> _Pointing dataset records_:
* Begin *

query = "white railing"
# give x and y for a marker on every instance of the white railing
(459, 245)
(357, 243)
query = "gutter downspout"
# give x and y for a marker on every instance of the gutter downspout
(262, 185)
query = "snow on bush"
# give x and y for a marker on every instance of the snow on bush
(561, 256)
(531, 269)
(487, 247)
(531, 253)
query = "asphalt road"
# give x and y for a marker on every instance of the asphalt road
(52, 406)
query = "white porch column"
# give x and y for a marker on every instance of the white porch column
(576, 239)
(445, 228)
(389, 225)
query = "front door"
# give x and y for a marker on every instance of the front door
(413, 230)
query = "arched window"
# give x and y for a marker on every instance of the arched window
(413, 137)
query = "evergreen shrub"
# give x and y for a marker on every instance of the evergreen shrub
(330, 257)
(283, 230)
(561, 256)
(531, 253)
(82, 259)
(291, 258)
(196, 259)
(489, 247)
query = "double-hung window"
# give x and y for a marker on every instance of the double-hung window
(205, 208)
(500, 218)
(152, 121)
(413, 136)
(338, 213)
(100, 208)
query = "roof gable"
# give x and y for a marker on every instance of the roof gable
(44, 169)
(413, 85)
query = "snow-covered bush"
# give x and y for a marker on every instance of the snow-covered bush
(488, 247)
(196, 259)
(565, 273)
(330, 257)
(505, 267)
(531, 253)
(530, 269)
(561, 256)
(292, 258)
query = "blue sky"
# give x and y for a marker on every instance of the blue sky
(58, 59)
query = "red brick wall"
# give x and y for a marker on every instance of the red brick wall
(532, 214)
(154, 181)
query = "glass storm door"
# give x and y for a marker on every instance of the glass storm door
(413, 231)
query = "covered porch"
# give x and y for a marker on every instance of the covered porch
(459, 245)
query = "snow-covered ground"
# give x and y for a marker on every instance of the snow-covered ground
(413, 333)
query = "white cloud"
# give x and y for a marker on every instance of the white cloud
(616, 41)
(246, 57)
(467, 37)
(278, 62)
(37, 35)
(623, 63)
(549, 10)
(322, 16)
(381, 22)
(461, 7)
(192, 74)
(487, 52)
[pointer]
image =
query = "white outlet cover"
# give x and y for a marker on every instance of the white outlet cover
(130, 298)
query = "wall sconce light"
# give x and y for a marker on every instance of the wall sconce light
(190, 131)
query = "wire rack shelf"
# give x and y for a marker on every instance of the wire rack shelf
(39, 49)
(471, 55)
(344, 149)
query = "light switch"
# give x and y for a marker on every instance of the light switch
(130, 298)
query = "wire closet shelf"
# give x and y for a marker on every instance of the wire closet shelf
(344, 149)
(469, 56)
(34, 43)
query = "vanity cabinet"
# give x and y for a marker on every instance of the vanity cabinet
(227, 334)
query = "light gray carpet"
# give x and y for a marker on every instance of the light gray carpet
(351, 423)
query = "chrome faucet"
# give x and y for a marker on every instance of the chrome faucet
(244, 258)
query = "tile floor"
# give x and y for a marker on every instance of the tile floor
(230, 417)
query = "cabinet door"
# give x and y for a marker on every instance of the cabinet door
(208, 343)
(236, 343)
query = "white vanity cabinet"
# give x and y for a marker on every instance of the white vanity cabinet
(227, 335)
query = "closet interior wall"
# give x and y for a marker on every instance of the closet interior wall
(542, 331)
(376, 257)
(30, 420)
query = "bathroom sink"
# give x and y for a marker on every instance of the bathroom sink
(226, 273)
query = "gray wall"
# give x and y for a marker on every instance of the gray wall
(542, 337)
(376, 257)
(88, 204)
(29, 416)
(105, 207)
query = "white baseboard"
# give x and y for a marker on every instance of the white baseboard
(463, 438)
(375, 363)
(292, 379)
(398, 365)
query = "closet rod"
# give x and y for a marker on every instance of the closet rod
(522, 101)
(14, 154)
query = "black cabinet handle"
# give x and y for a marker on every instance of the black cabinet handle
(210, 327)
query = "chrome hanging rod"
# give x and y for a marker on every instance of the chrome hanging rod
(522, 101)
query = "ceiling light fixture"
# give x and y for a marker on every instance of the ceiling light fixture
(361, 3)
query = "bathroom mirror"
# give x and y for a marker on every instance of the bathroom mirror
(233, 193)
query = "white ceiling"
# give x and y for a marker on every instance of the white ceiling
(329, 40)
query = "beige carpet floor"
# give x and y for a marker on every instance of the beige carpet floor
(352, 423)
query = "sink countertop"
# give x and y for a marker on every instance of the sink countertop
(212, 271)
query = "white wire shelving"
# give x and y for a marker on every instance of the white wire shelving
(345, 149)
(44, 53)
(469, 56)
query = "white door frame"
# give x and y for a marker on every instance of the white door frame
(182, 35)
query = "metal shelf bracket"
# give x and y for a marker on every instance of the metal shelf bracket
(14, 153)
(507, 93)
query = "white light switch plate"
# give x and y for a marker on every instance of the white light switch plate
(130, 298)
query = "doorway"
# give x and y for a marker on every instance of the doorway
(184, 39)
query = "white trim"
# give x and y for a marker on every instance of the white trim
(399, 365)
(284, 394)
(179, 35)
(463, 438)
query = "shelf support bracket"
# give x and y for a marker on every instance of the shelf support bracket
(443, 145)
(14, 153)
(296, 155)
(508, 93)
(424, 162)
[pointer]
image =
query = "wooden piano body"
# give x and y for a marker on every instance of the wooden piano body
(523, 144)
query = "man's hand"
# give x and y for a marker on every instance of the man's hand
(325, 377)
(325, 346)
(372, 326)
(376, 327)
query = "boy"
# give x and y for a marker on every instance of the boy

* End *

The full set of records should be duplicated exactly.

query = "white railing"
# give x and y for a marker on every instance of the white railing
(459, 245)
(357, 243)
query = "gutter downspout"
# give x and y for a marker on every instance of the gutter downspout
(262, 185)
query = "snow on bush"
# give x and y for a marker on every instance of the snow on bush
(561, 256)
(531, 269)
(487, 247)
(531, 253)
query = "asphalt road"
# give x and y for a marker on every instance of the asphalt road
(52, 406)
query = "white porch column"
# give x and y for a marker on every instance of the white porch column
(576, 239)
(445, 228)
(389, 225)
query = "front door"
# give x and y for a marker on every instance of the front door
(413, 230)
query = "arched window"
# give x and y for a marker on every instance of the arched window
(413, 137)
query = "evergreen shrub"
# give x and y for a marker on every instance of the evergreen shrub
(330, 257)
(283, 230)
(561, 256)
(531, 253)
(82, 259)
(291, 258)
(196, 259)
(489, 247)
query = "double-hung window"
# give x and y for a marker on every instance of the double-hung window
(205, 208)
(500, 218)
(152, 121)
(413, 136)
(338, 213)
(100, 208)
query = "roof gable"
# give x and y for a marker on every instance of the roof gable
(44, 169)
(413, 85)
query = "snow-covered bush"
# give x and y for a marker on every instance of the snow-covered bush
(488, 247)
(196, 259)
(565, 273)
(330, 257)
(505, 267)
(531, 253)
(530, 269)
(561, 256)
(292, 258)
query = "blue sky"
# give x and y for a marker on every instance of the blue sky
(58, 59)
query = "red brick wall"
# give x and y for a marker on every instance of the red brick wall
(532, 214)
(154, 181)
query = "glass storm door"
# give x and y for a marker on every instance of the glass storm door
(413, 231)
query = "covered porch"
# give x and y for a marker on every instance of the covered porch
(459, 245)
query = "snow-covered ground"
# give x and y for a marker on every instance of the snow-covered ground
(413, 333)
query = "white cloud"
# give x and y for a marker on every instance of the white cloud
(616, 41)
(246, 57)
(467, 37)
(278, 62)
(37, 35)
(623, 63)
(549, 10)
(322, 16)
(381, 22)
(461, 7)
(192, 74)
(487, 52)
[pointer]
image =
query = "white outlet cover"
# give x and y for a marker on every instance of the white outlet cover
(130, 298)
query = "wall sconce light"
# give x and y for a marker on every instance of the wall sconce light
(190, 131)
query = "wire rack shelf"
# give x and y for a marker on every instance of the wire rack shelf
(39, 49)
(471, 55)
(344, 149)
query = "light switch"
# give x and y for a marker on every instance of the light switch
(130, 298)
query = "wire closet shelf"
# give x and y for a marker on every instance of the wire closet shelf
(344, 149)
(469, 56)
(34, 43)
query = "vanity cabinet"
# give x and y for a marker on every instance of the vanity cabinet
(227, 334)
query = "light gray carpet"
# give x and y for a marker on every instance of the light gray carpet
(351, 423)
query = "chrome faucet"
# give x and y for a marker on every instance of the chrome faucet
(244, 258)
query = "tile floor"
# give x and y for a marker on every instance of the tile floor
(230, 417)
query = "cabinet door"
# give x and y for a marker on every instance of the cabinet door
(208, 343)
(236, 343)
query = "white vanity cabinet"
# give x and y for a marker on every instance of the white vanity cabinet
(227, 335)
query = "closet interior wall"
# give x and y for a marker on every instance of the closet interior wall
(542, 331)
(376, 257)
(30, 420)
query = "bathroom sink"
# give x and y for a marker on every instance of the bathroom sink
(226, 273)
query = "gray wall"
# give x and y for a marker on every instance of the gray wall
(542, 337)
(376, 257)
(88, 204)
(29, 416)
(105, 207)
query = "white baseboard"
# give x and y for a marker on every instance of the white baseboard
(463, 438)
(375, 363)
(292, 379)
(398, 365)
query = "closet rod"
# give x and y for a marker on every instance of the closet rod
(522, 101)
(14, 154)
query = "black cabinet handle"
# give x and y for a marker on every instance of the black cabinet handle
(210, 327)
query = "chrome hanging rod"
# give x and y for a marker on every instance of the chrome hanging rod
(522, 101)
query = "ceiling light fixture"
# give x and y for a marker on every instance of the ceiling light fixture
(361, 3)
query = "bathroom mirror"
# give x and y for a marker on every instance of the bathroom mirror
(233, 193)
query = "white ceiling"
# give x and y for a marker on every instance of the white ceiling
(329, 40)
query = "beige carpet floor"
# give x and y for a marker on every instance of the beige carpet floor
(352, 423)
query = "sink countertop"
# give x and y for a marker on every instance of the sink countertop
(212, 271)
query = "white wire shelving"
# give x and y for a marker on every instance of the white wire shelving
(345, 149)
(44, 53)
(469, 56)
query = "white door frame"
# give x and y for a marker on every instance of the white door frame
(182, 35)
query = "metal shelf bracket"
# give x and y for a marker on every instance of the metal shelf bracket
(14, 153)
(507, 93)
query = "white light switch plate"
# give x and y for a marker on every instance of the white light switch plate
(130, 298)
query = "doorway"
# give x and y for a marker on every instance of the doorway
(184, 39)
query = "white trim"
# give x and y for a marker on every instance of the white trim
(399, 365)
(284, 394)
(179, 35)
(463, 438)
query = "shelf support bracket"
# give x and y for a marker on every instance of the shelf support bracket
(443, 145)
(14, 153)
(296, 155)
(508, 93)
(424, 162)
[pointer]
image =
query = "wooden piano body"
# give x and y for a marker on every instance of the wooden piano body
(523, 144)
query = "man's hand"
# give x and y for a marker on every instance of the man's hand
(325, 377)
(325, 346)
(372, 326)
(376, 327)
query = "boy"
# give x and y for a marker on every instance of the boy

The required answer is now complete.